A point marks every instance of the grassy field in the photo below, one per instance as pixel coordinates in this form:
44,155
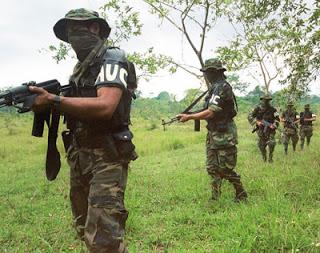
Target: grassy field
167,196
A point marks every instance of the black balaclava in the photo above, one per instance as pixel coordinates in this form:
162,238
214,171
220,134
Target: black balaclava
83,42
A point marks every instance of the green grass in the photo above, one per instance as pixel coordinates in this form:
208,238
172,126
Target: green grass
167,195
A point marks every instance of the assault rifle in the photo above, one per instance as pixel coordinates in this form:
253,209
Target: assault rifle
22,98
291,123
187,111
266,126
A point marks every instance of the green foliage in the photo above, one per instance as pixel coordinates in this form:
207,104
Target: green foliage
167,197
280,38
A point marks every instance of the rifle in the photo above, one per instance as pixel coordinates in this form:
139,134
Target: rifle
187,111
291,123
266,125
21,98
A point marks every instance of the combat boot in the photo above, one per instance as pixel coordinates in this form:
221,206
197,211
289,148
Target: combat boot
216,191
241,194
270,158
264,156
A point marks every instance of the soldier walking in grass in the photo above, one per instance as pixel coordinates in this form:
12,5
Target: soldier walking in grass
290,118
306,129
222,136
266,119
98,143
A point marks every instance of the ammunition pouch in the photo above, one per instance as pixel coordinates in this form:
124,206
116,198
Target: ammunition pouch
220,127
124,145
67,139
117,145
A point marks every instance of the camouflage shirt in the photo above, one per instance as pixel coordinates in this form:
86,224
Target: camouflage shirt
222,129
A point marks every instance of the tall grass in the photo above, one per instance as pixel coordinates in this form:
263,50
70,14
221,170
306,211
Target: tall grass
167,196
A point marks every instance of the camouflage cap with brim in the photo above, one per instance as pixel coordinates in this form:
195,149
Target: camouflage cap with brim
212,63
80,15
266,97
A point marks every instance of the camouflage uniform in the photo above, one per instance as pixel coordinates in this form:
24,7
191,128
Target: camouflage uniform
222,135
306,129
290,116
99,151
266,135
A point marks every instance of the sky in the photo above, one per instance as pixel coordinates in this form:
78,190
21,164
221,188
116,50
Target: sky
26,33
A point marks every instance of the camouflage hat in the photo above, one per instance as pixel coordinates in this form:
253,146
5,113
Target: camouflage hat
80,15
265,97
212,63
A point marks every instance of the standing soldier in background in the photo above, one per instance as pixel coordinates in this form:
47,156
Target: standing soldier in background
290,118
306,129
98,143
222,136
266,119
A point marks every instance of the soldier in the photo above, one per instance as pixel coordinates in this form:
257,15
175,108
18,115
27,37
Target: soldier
290,118
97,111
266,119
222,136
306,129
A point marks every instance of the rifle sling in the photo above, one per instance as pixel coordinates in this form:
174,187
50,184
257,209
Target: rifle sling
53,162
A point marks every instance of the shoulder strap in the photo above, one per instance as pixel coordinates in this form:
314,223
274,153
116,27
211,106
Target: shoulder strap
81,68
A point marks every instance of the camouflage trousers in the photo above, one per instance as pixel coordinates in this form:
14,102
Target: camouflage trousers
290,133
220,165
306,132
97,199
266,140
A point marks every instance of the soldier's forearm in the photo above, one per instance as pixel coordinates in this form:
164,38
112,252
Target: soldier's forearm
206,114
86,108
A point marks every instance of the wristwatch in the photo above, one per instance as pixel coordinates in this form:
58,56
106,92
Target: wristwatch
56,102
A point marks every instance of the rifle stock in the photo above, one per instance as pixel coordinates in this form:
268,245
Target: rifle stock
187,111
22,98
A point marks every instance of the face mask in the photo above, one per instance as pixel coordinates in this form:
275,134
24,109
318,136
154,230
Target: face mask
265,103
82,43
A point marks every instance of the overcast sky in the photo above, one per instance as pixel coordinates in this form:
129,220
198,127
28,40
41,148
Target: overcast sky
26,28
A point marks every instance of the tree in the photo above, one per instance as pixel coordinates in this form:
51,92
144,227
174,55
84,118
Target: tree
256,44
279,38
301,46
186,15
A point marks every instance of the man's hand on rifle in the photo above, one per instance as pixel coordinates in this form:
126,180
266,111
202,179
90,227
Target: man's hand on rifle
183,117
43,100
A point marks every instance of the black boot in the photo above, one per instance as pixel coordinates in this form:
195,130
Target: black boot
270,158
241,194
216,190
264,156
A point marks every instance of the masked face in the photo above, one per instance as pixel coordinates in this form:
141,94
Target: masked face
265,102
82,42
211,75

◆ ◆ ◆ ◆

## WORK ORDER
Without the pictures, restate all the entries above exactly.

## SOLUTION FOR THIS TASK
A point marks every instance of the grassy field in the photo below, one per instance as pixel coordinates in this form:
44,155
Target: grassy field
167,196
A point marks every instance of the black balaclava in the photo above, one per instance as pixel coordinates in this form:
162,238
214,171
220,134
Target: black balaclava
83,42
A point marks every instance of the green grass in the photo above, one per instance as pixel coordinates in this form:
208,238
172,126
Target: green grass
167,195
A point marks every instance of the assault rifle in the photo above, one per instance as pixel coordinates in this form:
253,209
Target: assault rifle
22,98
291,123
187,111
266,126
A point marks every instance of the green foliage in the photo above, one per instance as pixel coordinates in this form:
207,104
Target: green foliage
167,197
280,38
A point marks every instance of the rifle in the photo above, one per instance as pixel coordinates in this form:
139,134
Target: rifle
187,111
291,123
266,125
21,98
A point marks every instance of the combat boot in the photo above, one per instance as pixel coordinates in this form:
221,206
197,211
289,148
Target: combat boot
216,191
241,194
270,158
264,156
A point marks every instance of the soldier walking in grass in the photo above, one per instance as pixel coordinates in this form:
12,5
Target: soldier walking in grass
290,118
306,129
222,136
266,119
98,143
A point marks every instance of the ammunition pouch in the photo above, one per instance as pixel coordinates in this form:
124,206
116,198
Target: ammunition pouch
220,127
124,145
67,139
117,145
A point marks every instance of the camouflage shirt in the photo above, one per instance as pixel coordinates in this form:
86,224
Target: camouflage shirt
222,129
A point marks every instance of the tall grass in the photo above, one per instance as pixel coordinates in this form:
263,50
70,14
221,170
306,211
Target: tall grass
167,196
A point marks every instance of the camouflage cap with brim in the photo above, one per instance as pixel coordinates in this form:
195,149
Target: camouflage cap with brim
212,63
80,15
266,97
A point marks every instance of the camouflage uniform in the photo above, one per instance as pixel coordinates in this form:
24,7
191,128
Target: camouflage uniform
222,135
306,129
290,116
99,151
266,135
A point marks every instance of the sky in the photo above, one per instance as pixel coordinates in this form:
78,190
21,164
221,188
116,50
Target: sky
26,33
A point marks every instance of the camouflage hat in the photo above, one per instance as pixel coordinates in this form:
253,146
5,113
Target: camouflage hat
80,15
265,97
212,63
A point marks every instance of the standing soldier in background in the photo above, one per instance as pixel coordinates in this form:
47,156
Target: standing soldier in background
290,118
306,129
98,143
222,136
266,119
A point marks every instance of the soldier in the photo above, one per instance as pixel coordinates in this form:
257,15
175,108
18,115
27,37
Target: soldier
290,118
97,111
266,119
222,136
306,129
A point marks every instance of the rifle sling in the photo above, one per instance as pixel coordinates in this form:
174,187
50,184
257,209
Target: rifle sling
53,162
A point marks every instance of the shoulder strap in the photo above, one per instance as pixel coordinates in this form:
314,223
274,153
116,27
211,106
Target: shoulder strap
81,68
A point marks every instance of the camouflage trousers in the photo above, one per instance as pixel coordinates in this form:
14,102
Target: camouflage trousers
290,133
220,165
306,132
97,199
266,140
A point marks every instance of the soldier's forearm in the photo above, one per instance as pixel coordinates in this form:
164,38
112,252
Target: soldier's forearm
206,114
86,108
A point marks every instance of the wristwatch in the photo above, one per instance as pixel coordinates in this form:
58,56
106,92
Target: wristwatch
56,102
A point marks every instance of the rifle stock in the photo above, one per instance as pixel coordinates in this form:
268,245
Target: rifle stock
187,111
22,98
A point marks every instance of the face mask in the photo above, one per instance as pixel coordinates in this form:
275,134
24,109
318,136
154,230
Target: face mask
265,103
82,43
A point marks every instance of the overcast sky in the photo above, one per instance as pixel coordinates in this form:
129,220
198,127
28,40
41,148
Target: overcast sky
26,28
A point marks every instance of the tree in the photo above, one per instance as pixel coordinates in this form:
51,92
144,227
174,55
84,118
Target: tree
256,44
279,38
301,46
186,15
A point marks every instance of the man's hand on rifle in the photo above, one per instance as pixel coordinates in this form:
126,180
266,111
202,179
90,227
Target: man's hand on rifle
183,117
43,100
A point marks every instance of the black boot in the photo above, one per instance as pixel coordinates in this form:
195,130
Target: black boot
270,158
241,194
216,190
264,156
A point marks every instance of the masked face in the photo above, one per instance as pixel coordinates in this form:
141,94
Target: masked face
265,102
82,42
211,75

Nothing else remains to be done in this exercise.